EXERCISE BRIEF :: Transcribe the portion of the DALL-E 2 beta article below that runs between "Users can also" and "for subsidised access.", inclusive, with no changes.

EXERCISE PASSAGE ::
OpenAI is giving beta users free credits each month to generate images from DALL-E, along with full usage rights to commercialise the images they create.
OpenAI is giving 1m people early access to the beta of its advanced text-to-image generator, DALL-E 2.
When users input a phrase or a string of words into this AI system, it is able to interpret the description and create multiple images based on the text prompt.
Under the beta access, users receive 50 credits in the first month and 15 free credits each month after. These can each be used for one original text prompt generation, which creates four images, or an edit or variation to a prompt, creating three images.
Users can also buy credits in the first phase of the beta in batches of 115 for $15. Artists who need financial assistance can apply for subsidised access.
Our newest system DALL·E 2 can create realistic images and art from a description in natural language. See it here: https://t.co/Kmjko82YO5 pic.twitter.com/QEh9kWUE8A
— OpenAI (@OpenAI) April 6, 2022
“We are excited to see what people create with DALL-E and look forward to users’ feedback during this beta period,” OpenAI said in a blogpost.

SOURCE MATERIAL ::
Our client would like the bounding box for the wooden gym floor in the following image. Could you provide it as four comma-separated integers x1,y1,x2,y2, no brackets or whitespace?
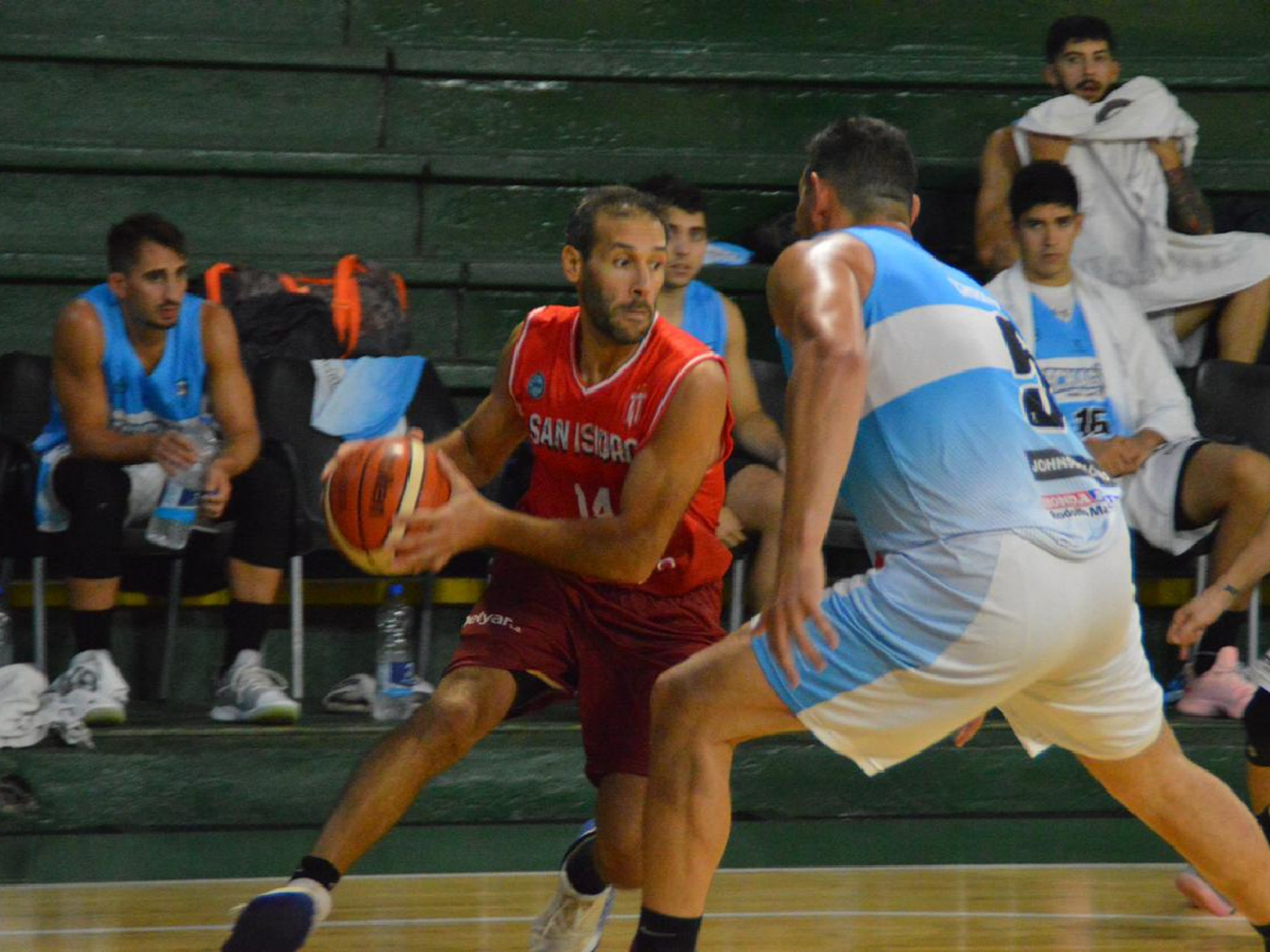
0,865,1262,952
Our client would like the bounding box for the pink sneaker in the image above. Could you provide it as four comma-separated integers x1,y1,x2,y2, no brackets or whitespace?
1173,866,1234,916
1178,645,1257,721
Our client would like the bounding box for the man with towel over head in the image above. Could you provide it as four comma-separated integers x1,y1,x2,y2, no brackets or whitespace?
975,17,1270,367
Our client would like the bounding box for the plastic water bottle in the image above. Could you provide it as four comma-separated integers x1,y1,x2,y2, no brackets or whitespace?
146,416,218,548
0,586,13,668
371,586,414,721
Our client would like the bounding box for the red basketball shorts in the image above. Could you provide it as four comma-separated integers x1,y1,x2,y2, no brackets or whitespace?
450,555,724,786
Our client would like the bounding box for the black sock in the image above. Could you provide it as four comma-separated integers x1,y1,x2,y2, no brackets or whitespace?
564,830,609,896
71,608,114,654
632,906,701,952
1194,611,1249,674
291,856,340,893
221,602,272,675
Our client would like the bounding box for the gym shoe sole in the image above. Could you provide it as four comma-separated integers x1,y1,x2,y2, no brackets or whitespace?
221,883,330,952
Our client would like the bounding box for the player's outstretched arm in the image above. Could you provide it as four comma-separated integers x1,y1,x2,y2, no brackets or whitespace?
394,360,728,584
975,126,1019,273
759,234,874,685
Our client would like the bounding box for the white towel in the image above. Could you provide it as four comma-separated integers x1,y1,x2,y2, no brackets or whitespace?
309,357,424,439
1015,76,1270,340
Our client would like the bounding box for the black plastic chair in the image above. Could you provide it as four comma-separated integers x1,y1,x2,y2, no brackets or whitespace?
251,357,465,698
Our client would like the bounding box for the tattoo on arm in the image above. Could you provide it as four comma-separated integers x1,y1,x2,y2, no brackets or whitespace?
1165,165,1213,235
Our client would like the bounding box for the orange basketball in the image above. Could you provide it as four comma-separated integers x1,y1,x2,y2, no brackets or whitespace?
323,437,450,575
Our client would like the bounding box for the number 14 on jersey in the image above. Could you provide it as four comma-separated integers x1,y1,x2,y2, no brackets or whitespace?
573,482,614,520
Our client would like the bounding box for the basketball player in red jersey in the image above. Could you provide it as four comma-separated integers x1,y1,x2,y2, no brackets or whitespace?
224,187,732,952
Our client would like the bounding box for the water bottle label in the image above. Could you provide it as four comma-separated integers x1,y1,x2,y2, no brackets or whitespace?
155,505,198,525
384,662,414,698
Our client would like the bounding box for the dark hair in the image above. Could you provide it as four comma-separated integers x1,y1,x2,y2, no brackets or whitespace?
1010,162,1081,223
635,172,706,213
106,212,185,274
564,185,662,259
804,116,917,221
1046,17,1115,63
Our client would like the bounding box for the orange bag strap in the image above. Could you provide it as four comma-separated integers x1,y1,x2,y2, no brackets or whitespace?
203,261,234,305
330,256,368,357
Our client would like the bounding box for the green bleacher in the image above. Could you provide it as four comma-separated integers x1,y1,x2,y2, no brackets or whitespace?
0,0,1270,391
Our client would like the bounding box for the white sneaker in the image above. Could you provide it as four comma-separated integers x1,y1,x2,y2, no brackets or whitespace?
213,650,300,724
48,649,129,728
530,870,616,952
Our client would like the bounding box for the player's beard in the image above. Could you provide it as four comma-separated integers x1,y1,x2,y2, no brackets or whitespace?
578,269,653,347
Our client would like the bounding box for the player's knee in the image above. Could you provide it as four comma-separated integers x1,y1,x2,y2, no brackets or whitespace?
652,664,709,738
596,823,644,890
1244,688,1270,767
417,692,497,762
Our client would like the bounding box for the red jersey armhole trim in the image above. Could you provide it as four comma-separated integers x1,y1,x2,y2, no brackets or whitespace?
635,350,732,454
507,307,546,418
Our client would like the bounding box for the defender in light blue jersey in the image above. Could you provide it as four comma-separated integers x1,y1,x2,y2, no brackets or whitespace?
632,119,1270,952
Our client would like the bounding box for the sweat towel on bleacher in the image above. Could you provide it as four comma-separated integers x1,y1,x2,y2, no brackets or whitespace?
309,357,424,439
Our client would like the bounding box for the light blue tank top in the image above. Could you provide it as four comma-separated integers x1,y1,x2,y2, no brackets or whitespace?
1031,294,1129,439
33,284,207,454
792,228,1119,558
683,281,728,357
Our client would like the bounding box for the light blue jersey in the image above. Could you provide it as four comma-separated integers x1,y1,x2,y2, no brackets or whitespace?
32,284,207,532
35,284,207,454
1031,294,1130,439
792,228,1119,556
751,228,1160,773
683,281,728,357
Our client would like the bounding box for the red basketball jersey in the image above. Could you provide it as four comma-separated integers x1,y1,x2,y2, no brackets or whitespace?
511,306,732,596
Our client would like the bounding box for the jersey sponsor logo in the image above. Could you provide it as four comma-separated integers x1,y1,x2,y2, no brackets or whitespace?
627,391,648,426
1028,449,1113,487
530,414,639,465
1041,489,1120,520
464,612,522,635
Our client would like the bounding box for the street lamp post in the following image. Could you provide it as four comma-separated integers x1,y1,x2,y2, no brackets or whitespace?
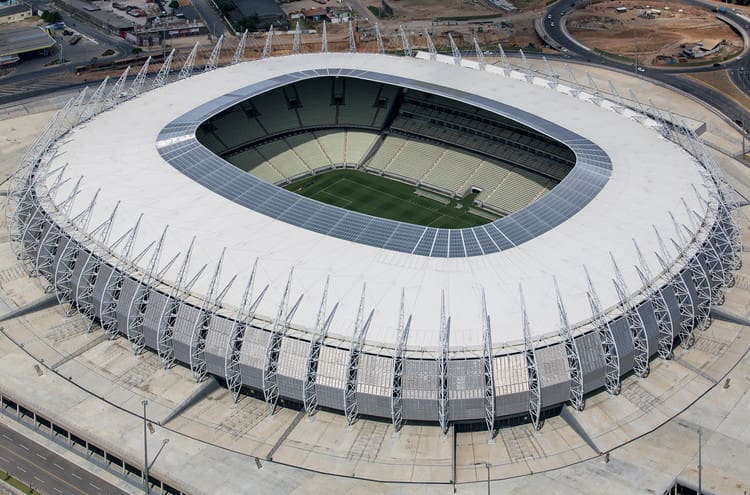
141,399,149,495
677,421,703,495
484,462,492,495
698,427,703,495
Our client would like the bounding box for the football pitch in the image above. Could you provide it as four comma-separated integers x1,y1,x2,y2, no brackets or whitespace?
285,170,492,229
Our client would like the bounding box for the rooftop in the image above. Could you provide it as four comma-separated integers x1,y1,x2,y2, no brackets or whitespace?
44,53,709,349
0,26,56,57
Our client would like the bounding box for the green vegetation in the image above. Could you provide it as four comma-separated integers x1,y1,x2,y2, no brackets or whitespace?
0,469,39,495
432,14,505,22
233,14,258,32
40,10,62,24
367,5,390,19
286,170,491,229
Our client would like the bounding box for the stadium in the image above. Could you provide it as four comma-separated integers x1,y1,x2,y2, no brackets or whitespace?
6,44,741,438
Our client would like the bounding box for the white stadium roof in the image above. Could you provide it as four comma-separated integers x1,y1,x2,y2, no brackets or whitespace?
48,53,710,350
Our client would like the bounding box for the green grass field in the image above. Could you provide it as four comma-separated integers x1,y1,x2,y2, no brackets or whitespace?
286,170,491,229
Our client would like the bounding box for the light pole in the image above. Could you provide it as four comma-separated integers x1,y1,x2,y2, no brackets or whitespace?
677,421,703,495
698,426,703,495
484,462,492,495
141,399,149,495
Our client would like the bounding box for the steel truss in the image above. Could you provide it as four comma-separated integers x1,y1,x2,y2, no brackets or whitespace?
349,19,357,53
302,278,339,416
54,190,99,316
99,217,145,340
586,72,604,106
497,43,512,77
80,76,109,122
320,21,328,53
609,252,649,378
482,289,495,440
553,277,586,411
151,48,174,89
518,49,534,83
156,237,208,368
583,265,621,395
224,259,268,402
654,227,695,349
424,31,437,61
75,201,120,332
472,36,487,70
448,33,461,65
375,23,385,55
101,66,130,111
203,34,224,72
518,284,542,431
6,167,67,277
672,240,712,330
128,55,151,97
292,21,302,54
565,64,583,98
231,29,247,65
263,269,302,414
177,42,198,81
344,284,375,426
438,292,451,434
16,173,72,280
125,226,174,354
190,248,237,382
34,176,75,284
261,26,273,58
542,56,560,89
633,239,674,359
391,289,411,433
398,26,412,57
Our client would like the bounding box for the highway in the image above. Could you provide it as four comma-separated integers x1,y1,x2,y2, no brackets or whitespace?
0,424,127,495
543,0,750,132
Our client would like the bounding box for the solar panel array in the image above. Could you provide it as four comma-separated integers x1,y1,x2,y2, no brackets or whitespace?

EXERCISE OUTPUT ::
Users can also buy credits in the first phase of the beta in batches of 115 for $15. Artists who need financial assistance can apply for subsidised access.